Most people have experienced the sensation of dizziness at some point in their lives – the sensation that you are moving or spinning, lightheadedness, swaying, and disorientation. Has your dizziness been impacting your daily life?
Dizziness is common and can have many causes. Vertigo is a specific type of dizziness – the sensation that your environment is moving in a way that does not match your position or movement. Assessment by a vestibular physiotherapist can help to identify and treat the cause of your dizziness or vertigo.
At Amped Physiotherapy, our trained vestibular physiotherapist is here to help you reduce your dizziness/vertigo symptoms and return to the activities you love.
Both dizziness and vertigo can hinder your daily life, limiting your ability to perform even the simplest of tasks. Luckily, for most types of vertigo and dizziness, physiotherapy for dizziness and vertigo. At Amped Physiotherapy, our vestibular physiotherapist is trained in diagnosing and treating dizziness & vertigo in Ottawa, ON with vestibular rehabilitation.
Vestibular rehabilitation includes treatments such as the Epley maneuver, Lempert roll, balance, and habituation exercises. The Epley maneuver and Lempert roll allow for canalith repositioning, in order to move the calcium crystals in patients experiencing BPPV. Balance and movement habituation exercises focus on decreasing nerve sensitivity and reducing the effects of vertigo.
Vertigo is most commonly caused by an imbalance in the inner ear, also known as the “vestibular system.”

## Extracted data entries
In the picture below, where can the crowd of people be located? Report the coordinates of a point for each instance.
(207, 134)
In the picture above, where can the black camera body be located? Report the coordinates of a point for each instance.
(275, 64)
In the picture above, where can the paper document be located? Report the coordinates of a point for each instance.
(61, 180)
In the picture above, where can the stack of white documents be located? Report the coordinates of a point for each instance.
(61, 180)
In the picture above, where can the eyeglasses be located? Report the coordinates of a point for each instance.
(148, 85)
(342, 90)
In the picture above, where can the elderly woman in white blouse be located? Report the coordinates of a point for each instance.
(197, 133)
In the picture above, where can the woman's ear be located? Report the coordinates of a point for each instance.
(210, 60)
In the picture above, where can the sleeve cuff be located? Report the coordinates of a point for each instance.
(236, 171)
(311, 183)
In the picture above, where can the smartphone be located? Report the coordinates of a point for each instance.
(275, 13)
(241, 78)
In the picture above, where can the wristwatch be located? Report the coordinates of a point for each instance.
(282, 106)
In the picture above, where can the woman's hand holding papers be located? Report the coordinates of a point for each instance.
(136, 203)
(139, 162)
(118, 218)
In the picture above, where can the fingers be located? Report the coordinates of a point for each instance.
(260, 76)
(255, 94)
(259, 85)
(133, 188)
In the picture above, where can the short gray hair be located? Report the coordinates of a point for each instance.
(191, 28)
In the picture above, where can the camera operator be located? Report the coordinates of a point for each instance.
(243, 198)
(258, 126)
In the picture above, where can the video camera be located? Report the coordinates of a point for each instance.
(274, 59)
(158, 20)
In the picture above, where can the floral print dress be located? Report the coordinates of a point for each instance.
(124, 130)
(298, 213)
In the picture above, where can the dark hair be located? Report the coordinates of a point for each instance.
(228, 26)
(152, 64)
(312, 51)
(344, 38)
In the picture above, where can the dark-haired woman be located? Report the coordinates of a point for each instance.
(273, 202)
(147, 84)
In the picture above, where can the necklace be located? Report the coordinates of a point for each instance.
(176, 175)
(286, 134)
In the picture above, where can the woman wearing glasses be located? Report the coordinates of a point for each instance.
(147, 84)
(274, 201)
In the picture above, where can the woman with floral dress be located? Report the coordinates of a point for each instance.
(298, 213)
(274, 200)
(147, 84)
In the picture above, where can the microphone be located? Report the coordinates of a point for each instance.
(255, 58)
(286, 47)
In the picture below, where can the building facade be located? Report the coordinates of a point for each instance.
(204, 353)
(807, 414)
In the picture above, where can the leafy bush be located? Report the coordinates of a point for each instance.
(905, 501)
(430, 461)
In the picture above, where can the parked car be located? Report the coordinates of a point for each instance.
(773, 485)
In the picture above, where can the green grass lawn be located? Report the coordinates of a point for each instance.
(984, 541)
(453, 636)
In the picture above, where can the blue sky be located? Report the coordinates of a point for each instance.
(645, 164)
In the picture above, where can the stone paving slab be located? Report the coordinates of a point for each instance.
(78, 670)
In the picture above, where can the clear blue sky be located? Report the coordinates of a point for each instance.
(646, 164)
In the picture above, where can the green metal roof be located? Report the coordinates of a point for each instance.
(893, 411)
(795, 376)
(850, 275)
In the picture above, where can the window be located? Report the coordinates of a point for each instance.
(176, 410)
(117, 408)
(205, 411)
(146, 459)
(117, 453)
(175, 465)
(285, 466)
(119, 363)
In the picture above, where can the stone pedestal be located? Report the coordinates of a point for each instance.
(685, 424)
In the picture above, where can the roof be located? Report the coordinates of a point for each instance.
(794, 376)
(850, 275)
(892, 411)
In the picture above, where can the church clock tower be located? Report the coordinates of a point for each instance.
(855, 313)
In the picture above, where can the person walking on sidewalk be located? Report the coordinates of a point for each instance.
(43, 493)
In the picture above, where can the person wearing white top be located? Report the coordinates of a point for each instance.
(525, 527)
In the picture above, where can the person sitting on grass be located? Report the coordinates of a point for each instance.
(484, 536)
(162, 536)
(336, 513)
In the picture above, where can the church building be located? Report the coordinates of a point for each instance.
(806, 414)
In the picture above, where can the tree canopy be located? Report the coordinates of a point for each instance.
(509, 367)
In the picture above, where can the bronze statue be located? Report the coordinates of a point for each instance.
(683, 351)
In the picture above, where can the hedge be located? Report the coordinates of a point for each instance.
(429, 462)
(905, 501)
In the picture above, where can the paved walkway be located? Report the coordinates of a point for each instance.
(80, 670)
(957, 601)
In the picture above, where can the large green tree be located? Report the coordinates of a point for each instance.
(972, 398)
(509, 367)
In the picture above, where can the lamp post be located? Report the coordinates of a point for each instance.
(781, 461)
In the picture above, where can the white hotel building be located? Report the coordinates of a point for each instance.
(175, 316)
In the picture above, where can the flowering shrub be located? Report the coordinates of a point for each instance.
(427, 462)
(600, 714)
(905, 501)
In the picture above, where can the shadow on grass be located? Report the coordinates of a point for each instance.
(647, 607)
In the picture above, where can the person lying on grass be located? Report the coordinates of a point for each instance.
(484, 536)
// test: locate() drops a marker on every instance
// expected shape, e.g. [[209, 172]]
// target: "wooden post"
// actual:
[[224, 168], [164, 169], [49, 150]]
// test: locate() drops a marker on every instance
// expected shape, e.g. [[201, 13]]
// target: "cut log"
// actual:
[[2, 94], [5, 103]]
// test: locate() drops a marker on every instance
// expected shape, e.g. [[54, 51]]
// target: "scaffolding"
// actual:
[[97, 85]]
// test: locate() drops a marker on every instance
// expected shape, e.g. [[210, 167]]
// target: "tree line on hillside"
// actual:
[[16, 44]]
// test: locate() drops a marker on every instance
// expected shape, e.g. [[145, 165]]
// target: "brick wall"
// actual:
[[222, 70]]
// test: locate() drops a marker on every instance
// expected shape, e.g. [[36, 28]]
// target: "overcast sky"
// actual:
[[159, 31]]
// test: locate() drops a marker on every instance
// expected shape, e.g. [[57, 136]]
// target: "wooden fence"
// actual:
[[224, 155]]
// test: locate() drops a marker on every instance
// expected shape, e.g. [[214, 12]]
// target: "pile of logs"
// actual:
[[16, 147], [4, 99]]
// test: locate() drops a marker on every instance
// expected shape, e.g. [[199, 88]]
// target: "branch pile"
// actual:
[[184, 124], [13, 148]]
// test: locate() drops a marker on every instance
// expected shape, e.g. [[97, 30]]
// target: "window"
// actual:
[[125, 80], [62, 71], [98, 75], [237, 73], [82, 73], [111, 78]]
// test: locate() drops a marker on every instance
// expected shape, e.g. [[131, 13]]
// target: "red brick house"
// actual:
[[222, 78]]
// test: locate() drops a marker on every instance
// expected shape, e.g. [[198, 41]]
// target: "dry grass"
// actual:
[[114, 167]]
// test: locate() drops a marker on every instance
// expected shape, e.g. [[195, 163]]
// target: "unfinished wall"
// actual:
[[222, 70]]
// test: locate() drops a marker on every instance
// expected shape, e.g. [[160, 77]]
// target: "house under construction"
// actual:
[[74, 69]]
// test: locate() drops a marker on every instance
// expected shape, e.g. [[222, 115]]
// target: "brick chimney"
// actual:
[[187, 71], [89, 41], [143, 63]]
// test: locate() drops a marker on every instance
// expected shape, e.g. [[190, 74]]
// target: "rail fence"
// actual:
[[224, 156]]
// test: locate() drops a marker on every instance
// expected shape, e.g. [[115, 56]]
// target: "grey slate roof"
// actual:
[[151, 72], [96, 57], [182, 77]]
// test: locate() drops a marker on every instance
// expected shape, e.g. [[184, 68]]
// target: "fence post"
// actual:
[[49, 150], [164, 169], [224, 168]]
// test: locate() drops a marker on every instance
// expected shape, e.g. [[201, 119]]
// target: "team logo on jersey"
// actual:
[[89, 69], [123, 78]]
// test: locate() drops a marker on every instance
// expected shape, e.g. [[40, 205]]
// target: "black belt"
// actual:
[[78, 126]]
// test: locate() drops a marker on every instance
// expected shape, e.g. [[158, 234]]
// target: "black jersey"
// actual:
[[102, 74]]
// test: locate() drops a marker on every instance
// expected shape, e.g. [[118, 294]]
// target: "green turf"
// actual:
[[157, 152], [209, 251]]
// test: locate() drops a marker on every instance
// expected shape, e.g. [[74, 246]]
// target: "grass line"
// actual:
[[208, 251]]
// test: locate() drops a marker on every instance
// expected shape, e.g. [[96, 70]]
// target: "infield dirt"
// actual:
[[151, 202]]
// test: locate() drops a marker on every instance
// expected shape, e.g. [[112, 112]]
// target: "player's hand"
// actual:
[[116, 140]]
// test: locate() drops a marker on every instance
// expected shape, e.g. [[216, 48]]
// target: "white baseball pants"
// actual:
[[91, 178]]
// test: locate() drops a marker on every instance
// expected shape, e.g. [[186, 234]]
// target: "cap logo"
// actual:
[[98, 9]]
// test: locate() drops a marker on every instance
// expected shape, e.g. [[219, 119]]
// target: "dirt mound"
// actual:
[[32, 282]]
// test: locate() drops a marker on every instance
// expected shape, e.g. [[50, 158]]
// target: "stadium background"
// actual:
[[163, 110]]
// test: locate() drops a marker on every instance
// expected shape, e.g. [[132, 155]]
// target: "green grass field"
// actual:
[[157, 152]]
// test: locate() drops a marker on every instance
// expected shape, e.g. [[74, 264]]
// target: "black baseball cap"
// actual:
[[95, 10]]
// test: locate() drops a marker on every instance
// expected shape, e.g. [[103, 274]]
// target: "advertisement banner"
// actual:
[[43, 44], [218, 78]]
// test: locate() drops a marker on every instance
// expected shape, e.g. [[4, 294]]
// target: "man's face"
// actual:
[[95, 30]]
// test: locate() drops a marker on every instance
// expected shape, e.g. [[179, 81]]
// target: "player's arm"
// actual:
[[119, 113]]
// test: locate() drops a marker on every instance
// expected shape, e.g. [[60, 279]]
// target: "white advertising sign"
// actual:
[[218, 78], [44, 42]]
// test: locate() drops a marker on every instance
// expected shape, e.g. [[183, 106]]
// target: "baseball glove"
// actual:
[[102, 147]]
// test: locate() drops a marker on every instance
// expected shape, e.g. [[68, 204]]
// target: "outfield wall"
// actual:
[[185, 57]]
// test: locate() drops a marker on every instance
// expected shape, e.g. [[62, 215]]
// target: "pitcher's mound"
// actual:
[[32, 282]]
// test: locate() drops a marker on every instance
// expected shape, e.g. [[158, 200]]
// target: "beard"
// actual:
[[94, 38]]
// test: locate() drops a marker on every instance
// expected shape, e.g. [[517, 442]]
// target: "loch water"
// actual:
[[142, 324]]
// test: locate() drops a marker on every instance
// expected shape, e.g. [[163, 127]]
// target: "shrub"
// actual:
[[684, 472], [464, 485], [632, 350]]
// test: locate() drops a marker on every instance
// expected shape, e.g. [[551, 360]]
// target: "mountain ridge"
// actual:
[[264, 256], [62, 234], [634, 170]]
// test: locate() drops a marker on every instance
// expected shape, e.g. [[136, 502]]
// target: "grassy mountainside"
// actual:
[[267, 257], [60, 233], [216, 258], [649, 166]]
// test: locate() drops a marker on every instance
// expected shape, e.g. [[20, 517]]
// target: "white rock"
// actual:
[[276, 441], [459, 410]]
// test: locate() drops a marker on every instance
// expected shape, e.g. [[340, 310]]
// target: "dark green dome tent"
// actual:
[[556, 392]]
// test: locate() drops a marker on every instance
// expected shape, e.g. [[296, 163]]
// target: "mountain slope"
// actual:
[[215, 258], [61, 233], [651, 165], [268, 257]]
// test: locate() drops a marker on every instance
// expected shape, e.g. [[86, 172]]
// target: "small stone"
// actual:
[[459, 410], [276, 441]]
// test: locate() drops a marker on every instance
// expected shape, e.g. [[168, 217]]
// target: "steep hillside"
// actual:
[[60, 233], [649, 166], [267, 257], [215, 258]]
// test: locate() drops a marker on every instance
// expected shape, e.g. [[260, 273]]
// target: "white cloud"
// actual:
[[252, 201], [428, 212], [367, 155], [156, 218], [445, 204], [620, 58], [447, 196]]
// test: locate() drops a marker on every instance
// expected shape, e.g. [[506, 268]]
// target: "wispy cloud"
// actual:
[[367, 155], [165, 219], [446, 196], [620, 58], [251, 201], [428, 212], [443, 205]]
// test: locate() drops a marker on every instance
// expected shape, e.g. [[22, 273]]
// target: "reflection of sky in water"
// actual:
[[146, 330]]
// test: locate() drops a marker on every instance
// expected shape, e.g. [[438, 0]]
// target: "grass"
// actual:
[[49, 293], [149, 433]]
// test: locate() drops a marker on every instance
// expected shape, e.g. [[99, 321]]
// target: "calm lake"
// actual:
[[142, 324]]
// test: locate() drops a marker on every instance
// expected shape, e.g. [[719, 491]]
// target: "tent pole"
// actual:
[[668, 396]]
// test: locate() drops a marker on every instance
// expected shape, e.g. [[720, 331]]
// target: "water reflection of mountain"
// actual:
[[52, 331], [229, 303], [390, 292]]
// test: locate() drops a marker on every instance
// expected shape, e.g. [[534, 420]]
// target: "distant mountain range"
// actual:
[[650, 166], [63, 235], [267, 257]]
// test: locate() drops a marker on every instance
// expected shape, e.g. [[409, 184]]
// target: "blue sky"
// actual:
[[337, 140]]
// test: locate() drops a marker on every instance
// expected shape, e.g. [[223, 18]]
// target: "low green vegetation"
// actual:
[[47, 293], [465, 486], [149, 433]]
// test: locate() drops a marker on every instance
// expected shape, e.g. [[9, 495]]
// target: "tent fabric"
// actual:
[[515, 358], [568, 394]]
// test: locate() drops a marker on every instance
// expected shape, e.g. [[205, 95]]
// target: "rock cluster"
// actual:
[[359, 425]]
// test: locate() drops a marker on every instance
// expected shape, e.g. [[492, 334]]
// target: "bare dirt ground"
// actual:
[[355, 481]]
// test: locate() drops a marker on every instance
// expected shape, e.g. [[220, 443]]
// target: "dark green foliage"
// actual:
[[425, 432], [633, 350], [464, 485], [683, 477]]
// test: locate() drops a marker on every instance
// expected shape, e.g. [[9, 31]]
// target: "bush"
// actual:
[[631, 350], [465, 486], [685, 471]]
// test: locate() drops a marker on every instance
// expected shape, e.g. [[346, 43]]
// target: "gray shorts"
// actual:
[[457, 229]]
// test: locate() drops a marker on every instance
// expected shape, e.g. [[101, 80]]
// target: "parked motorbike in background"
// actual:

## Assigned task 1
Name every treatment that the passage on dizziness and vertigo lists as part of vestibular rehabilitation.
## Assigned task 2
Extend the passage on dizziness and vertigo, picking up right after its final sentence.
None of this material is required for what follows.

## Answer 1
- The Epley maneuver
- The Lempert roll
- Balance exercises
- Habituation exercises

## Answer 2
Your vestibular system helps you maintain your balance and center of gravity by sending messages to your brain regarding your movement. When this is impaired, your sense of equilibrium and your movement become affected.
You may feel as if the world is spinning around you, you can’t focus your vision for prolonged periods of time, you feel nauseous, or you can’t stand/move properly without feeling like you are going to fall.
Benign paroxysmal positional vertigo (BPPV)
BPPV is the most common cause of vertigo. It occurs when naturally-occurring calcium crystals located in your ears move around to different parts of your inner ear. These crystals disrupt the information that your inner ear provides about your movement. When your inner ear provides you information that does not match what your neck and your eyes are telling you, you can experience sudden spinning sensations (vertigo), nausea, and rapid eye movements (nystagmus).
Approximately 35% of people who experience migraines will experience vertigo or dizziness as a migraine symptom. Migraine-associated vertigo (MAV) or “vestibular migraines” are often associated with the typical migraine symptoms of aura, headache, sound, and light sensitivity. The migraine episode can last minutes to hours and can result in residual dizziness and imbalance after the migraine has passed.
Vestibular neuritis is an inflammation of the vestibular nerve, usually occurring on one side and can be associated with a viral infection. People with vestibular neuritis usually experience a severe episode of nausea, vomiting, and loss of balance – followed by persistent dizziness and mild-moderate loss of balance. Vestibular rehabilitation can help to retrain the vestibular system to accommodate for the loss of information from the affected nerve.
Head and neck injury
Dizziness, balance issues, and vertigo are common symptoms after a head injury or whiplash injury. After these injuries, you can experience a mismatch of information coming from your eyes (visual system) and your inner ear (vestibular system). This mismatch can contribute to many of the persistent “post-concussion” symptoms – frequent headaches, difficulty with concentration, poor depth perception, avoidance of busy environments. Vestibular rehabilitation can help to retrain these systems to reduce the mismatch and reduce the symptoms of post-concussion syndrome or whiplash.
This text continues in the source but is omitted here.